READING PASSAGE:
Hildegard lived in a world accustomed to male governance. Yet within her convents, and to a surprising extent outside of them, she exercised a commanding spiritual authority based on confidence in her visions and considerable political astuteness. When she died in 1179 at the age of 81, she left a rich legacy which speaks eloquently across the ages.

So, we are given here very brief sketches of two very important women in the church’s life. So important that they are two of only four women (alongside St. Teresa of Avilla and St. Catherine of Siena) whom the Roman Catholic church lists as Doctors of the Church.

The hagiographies I just read do a good job of presenting Therese and Hildegard as women of tremendous spiritual depth, but they do leave out what I think is an important aspect of each. Namely that they were strong enough in their faith to speak boldly to powerful people despite the place of women in 12th Century Germany and 19th Century France not making that an easy proposition.

On a diocesan pilgrimage to Rome, after having been told by the diocesan authorities that she was too young to enter the Carmel, a fifteen year old Therese knelt before Pope Leo XIII during an audience and demanded he force her bishop to allow it. She had to be dragged off by the Swiss Guard.

(Dataset entries about object locations)
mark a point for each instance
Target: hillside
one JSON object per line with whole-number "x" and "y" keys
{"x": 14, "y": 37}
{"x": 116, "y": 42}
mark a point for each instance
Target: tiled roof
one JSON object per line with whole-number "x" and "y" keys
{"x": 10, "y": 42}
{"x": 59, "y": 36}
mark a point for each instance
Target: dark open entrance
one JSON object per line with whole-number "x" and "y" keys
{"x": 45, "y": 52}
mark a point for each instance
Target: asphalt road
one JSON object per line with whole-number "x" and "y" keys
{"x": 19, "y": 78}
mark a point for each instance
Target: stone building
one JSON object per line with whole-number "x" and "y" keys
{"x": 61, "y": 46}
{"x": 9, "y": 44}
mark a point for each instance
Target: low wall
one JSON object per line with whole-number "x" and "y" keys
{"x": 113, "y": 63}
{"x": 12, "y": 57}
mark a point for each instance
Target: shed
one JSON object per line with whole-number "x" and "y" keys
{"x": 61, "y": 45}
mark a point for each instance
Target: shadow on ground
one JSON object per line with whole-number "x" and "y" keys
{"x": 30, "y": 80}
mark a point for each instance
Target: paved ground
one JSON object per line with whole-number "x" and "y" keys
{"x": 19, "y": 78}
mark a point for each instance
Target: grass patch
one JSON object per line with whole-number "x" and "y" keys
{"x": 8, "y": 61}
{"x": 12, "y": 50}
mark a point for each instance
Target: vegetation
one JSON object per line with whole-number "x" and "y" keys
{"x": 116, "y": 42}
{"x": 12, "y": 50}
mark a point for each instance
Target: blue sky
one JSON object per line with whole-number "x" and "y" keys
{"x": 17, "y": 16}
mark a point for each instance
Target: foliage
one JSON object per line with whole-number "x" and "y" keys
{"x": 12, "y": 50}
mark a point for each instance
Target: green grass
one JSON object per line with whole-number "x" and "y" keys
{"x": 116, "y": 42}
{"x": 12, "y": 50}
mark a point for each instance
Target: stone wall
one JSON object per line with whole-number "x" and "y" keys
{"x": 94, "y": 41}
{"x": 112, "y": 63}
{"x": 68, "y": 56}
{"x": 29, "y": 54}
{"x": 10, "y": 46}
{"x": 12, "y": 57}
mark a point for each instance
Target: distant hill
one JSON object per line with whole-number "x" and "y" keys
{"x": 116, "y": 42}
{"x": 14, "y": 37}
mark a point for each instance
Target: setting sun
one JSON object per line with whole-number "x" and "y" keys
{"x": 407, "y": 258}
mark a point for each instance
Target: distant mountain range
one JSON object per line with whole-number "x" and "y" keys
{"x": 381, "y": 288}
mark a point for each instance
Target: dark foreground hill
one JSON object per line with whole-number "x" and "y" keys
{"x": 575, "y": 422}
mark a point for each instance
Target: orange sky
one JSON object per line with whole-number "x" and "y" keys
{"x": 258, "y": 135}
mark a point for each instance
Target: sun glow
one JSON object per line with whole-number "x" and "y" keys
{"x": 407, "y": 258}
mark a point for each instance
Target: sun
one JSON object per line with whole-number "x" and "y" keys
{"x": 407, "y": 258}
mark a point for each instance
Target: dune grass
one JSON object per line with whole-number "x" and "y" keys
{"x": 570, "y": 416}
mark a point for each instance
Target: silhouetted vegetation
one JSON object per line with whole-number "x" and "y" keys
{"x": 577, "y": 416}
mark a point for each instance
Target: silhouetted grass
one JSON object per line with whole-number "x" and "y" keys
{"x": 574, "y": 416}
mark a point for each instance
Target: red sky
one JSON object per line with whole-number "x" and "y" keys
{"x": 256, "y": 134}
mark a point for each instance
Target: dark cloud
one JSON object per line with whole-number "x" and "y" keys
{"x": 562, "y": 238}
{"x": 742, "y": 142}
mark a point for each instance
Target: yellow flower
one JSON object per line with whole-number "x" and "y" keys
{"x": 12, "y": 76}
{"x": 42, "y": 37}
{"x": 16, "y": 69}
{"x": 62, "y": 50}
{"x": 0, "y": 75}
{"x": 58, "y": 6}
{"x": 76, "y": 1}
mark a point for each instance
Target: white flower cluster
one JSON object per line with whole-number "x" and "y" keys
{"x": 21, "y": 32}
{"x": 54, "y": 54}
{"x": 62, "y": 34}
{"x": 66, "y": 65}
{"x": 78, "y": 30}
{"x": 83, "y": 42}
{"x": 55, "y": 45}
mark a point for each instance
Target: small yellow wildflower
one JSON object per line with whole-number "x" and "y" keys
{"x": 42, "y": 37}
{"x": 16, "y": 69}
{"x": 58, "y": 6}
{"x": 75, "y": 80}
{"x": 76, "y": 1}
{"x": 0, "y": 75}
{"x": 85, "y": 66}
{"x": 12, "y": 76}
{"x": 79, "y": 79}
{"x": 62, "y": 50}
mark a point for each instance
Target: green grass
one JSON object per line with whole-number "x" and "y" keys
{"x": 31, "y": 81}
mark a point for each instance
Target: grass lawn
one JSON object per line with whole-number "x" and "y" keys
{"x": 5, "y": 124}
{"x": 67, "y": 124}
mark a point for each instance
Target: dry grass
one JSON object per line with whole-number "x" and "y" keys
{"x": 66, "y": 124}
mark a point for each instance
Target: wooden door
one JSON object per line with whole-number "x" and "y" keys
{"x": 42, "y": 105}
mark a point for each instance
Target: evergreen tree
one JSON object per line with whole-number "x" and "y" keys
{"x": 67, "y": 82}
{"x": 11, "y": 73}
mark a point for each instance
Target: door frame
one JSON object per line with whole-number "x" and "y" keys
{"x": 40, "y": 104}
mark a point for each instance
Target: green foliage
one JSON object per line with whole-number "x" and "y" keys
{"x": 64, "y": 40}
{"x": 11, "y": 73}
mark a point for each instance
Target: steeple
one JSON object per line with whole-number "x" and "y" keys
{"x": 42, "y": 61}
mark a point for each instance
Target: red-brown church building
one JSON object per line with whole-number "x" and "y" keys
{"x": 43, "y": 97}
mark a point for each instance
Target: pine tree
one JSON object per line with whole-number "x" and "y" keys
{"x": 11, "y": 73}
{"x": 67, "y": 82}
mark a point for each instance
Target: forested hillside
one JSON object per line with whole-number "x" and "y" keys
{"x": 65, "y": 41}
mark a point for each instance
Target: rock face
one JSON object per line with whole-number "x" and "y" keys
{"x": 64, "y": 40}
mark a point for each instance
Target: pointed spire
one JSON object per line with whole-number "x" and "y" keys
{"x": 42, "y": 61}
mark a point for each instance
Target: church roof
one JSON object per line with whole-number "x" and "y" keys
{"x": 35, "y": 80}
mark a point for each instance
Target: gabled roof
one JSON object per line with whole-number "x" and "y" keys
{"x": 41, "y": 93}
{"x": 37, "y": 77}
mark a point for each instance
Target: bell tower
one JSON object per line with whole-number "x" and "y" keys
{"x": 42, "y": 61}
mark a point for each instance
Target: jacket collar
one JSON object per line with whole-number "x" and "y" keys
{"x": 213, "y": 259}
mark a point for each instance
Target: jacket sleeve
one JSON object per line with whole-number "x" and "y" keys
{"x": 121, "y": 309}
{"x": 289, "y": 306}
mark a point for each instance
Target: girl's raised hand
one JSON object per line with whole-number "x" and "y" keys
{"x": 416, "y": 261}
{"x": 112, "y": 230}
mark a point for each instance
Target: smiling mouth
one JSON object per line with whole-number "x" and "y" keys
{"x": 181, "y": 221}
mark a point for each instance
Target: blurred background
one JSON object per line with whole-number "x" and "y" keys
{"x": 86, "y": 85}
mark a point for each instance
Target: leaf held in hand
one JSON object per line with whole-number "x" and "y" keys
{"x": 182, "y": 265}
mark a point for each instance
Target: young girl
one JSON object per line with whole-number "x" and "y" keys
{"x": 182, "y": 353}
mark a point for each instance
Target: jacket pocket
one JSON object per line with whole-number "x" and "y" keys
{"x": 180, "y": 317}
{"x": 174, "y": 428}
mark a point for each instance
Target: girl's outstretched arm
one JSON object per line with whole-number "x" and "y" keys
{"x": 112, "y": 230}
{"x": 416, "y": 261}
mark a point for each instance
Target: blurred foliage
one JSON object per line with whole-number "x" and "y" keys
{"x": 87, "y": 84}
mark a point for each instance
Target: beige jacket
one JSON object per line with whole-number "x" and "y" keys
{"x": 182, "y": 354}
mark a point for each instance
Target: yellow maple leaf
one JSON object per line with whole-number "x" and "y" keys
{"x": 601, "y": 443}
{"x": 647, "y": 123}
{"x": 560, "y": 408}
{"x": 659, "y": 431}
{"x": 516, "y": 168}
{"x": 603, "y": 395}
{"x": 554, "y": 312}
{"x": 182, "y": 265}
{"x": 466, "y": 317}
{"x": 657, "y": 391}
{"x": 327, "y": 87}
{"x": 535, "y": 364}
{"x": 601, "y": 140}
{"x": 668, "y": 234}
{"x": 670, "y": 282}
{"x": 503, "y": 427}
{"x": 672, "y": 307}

DIRECTIVES:
- A) Copy out the passage on Hildegard and Therese word for word, beginning at the words "So, we are given" and stopping after "of the Church.".
- B) Decide whether each statement agrees with the passage on Hildegard and Therese, answering yes or no and quoting the deciding words: (i) Hildegard died in 1179 at the age of 81. (ii) Therese was twenty when she knelt before Pope Leo XIII. (iii) The Roman Catholic church lists six women as Doctors of the Church.
These entries have no connection to the passage on Hildegard and Therese.

RESULTS FOR EACH TASK:
- A)
So, we are given here very brief sketches of two very important women in the church’s life. So important that they are two of only four women (alongside St. Teresa of Avilla and St. Catherine of Siena) whom the Roman Catholic church lists as Doctors of the Church.

- B)
(i) Yes: "When she died in 1179 at the age of 81"
(ii) No: "a fifteen year old Therese knelt before Pope Leo XIII"
(iii) No: "they are two of only four women"